> _Data entries_
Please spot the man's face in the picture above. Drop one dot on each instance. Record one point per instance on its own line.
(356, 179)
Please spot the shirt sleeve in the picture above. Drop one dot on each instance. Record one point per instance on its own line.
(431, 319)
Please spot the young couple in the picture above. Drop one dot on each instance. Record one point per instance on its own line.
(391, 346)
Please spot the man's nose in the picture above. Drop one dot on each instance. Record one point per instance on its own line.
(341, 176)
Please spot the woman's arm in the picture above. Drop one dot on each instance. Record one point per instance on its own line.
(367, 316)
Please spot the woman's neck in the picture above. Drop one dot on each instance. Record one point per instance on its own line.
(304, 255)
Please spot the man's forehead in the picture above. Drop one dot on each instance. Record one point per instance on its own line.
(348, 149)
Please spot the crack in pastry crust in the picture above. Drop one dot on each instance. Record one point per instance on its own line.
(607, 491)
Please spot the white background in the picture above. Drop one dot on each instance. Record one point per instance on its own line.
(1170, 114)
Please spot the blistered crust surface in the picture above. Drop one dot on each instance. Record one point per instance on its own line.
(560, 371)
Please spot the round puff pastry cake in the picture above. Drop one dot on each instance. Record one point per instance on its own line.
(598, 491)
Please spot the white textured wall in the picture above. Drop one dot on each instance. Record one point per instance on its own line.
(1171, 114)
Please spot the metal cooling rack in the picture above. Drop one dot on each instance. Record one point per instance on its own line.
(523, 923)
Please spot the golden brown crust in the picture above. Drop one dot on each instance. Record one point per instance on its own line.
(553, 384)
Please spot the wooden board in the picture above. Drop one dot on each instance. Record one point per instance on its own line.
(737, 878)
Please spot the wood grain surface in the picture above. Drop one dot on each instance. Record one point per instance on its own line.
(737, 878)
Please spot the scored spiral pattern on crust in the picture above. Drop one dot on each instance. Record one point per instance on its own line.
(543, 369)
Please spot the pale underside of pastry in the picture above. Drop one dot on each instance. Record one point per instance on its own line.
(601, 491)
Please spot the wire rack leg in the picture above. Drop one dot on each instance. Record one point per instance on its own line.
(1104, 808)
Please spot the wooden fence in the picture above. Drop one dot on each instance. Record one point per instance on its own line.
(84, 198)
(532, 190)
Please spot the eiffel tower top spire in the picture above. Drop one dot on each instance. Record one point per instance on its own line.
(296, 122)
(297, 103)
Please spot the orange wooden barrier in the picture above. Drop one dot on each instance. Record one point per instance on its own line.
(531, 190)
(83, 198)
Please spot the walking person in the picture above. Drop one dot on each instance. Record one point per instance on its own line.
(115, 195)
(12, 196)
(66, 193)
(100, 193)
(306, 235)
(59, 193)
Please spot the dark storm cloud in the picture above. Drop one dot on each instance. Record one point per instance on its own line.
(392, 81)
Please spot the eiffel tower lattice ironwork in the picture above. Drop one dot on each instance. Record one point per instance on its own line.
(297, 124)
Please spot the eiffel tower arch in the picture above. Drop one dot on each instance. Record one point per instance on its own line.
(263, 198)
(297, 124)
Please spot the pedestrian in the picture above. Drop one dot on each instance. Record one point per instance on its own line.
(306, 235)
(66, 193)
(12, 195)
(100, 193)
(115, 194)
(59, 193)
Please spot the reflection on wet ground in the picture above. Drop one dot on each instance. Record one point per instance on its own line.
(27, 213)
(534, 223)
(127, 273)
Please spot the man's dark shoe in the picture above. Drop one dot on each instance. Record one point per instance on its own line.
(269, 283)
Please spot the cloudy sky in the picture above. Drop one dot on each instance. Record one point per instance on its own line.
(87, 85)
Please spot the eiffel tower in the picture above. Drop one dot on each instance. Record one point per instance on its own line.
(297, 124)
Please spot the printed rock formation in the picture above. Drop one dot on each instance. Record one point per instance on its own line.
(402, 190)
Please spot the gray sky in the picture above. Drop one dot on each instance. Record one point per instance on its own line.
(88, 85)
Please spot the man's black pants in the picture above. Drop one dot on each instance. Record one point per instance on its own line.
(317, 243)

> _Your objective_
Copy word for word everything from the line with "Please spot the man's black" down to the end of the rows above.

> _Answer to this exercise_
Please spot the man's black pants in the picture above. Drop one dot on each instance. Record one point per instance on its own line.
(317, 243)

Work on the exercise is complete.